### Página
Mas, sem dúvidas, o que mais me fez feliz foi aprender a ler, pois antes de me alfabetizar, mais do que as fotografias e as imagens estampadas em "O Cruzeiro", em "A Cigarra", nas "Seleções do Rider's Digest", me fascinavam as palavras dispostas, ordeiras, no texto, cujo mágico significado eu não conseguia decifrar. E, mesmo assim, me perdia por horas a fio, em voos da imaginação, folheando aquelas revistas.

E havia, solene na sua capa dura e negra, um imenso dicionário a desafiar a minha capacidade de inventar sentidos e significados para aquele mar de palavras enfileiradas nas centenas de páginas do grosso e pesado livro.

Quando consegui ler as primeiras palavras da cartilha usada pela minha mãe na alfabetização dos seus pequenos alunos - ela era professora do Grupo Escolar de Capão Grande - senti-me quase senhor do mundo, orgulhoso guerreiro, capaz de conquistar todas as longínquas terras que eu apenas intuía existirem. Somente depois de adulto, compreendi a razão do fascínio que as palavras exerciam sobre mim e o porquê da imensa felicidade que me trouxe, então, aprender a ler, pois, hoje, se escrevo por dever de ofício, também o faço por paixão e por quase vital necessidade.

### Excertos de dados
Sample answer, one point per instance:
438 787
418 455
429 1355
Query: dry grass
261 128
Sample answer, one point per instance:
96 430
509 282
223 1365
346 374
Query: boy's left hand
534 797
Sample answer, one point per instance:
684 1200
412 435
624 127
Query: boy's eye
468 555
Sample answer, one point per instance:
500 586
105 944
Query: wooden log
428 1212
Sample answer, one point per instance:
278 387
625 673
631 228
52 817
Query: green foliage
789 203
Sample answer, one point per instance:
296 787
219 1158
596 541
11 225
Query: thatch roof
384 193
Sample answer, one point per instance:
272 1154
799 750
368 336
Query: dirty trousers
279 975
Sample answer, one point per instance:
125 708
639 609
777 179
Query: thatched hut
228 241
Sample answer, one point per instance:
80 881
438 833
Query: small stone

### Problemas a resolver
1) Repita, sem alterações, o trecho do relato sobre aprender a ler que vai de "E havia, solene" até "e pesado livro.".
2) Retome o relato sobre aprender a ler logo após a última frase e dê continuidade a ele.

### Respostas em ordem
1)
E havia, solene na sua capa dura e negra, um imenso dicionário a desafiar a minha capacidade de inventar sentidos e significados para aquele mar de palavras enfileiradas nas centenas de páginas do grosso e pesado livro.

2)
Quando nasce, com naturalidade, espontânea, uma petição bem elaborada, mas, principalmente, quando trago à vida uma crônica emocionada, um conto cheio de respingos de vida ou um poema despretensioso, me refaço menino encantado a descobrir o significado de cada palavra daquele velho dicionário, que se perdeu em alguma mudança ou, simplesmente, se fez alimento para vaidosas traças, esquecido na gaveta de um armário que o tempo apartou de mim; me faço novamente guri de pés descalços na terra ainda úmida da chuva primaveril recém caída, sob a fronde generosa de um grande cinamomo, a viajar, feliz, pelas páginas de revistas que já não existem, mas que estão eternizadas no meu encantamento de piá.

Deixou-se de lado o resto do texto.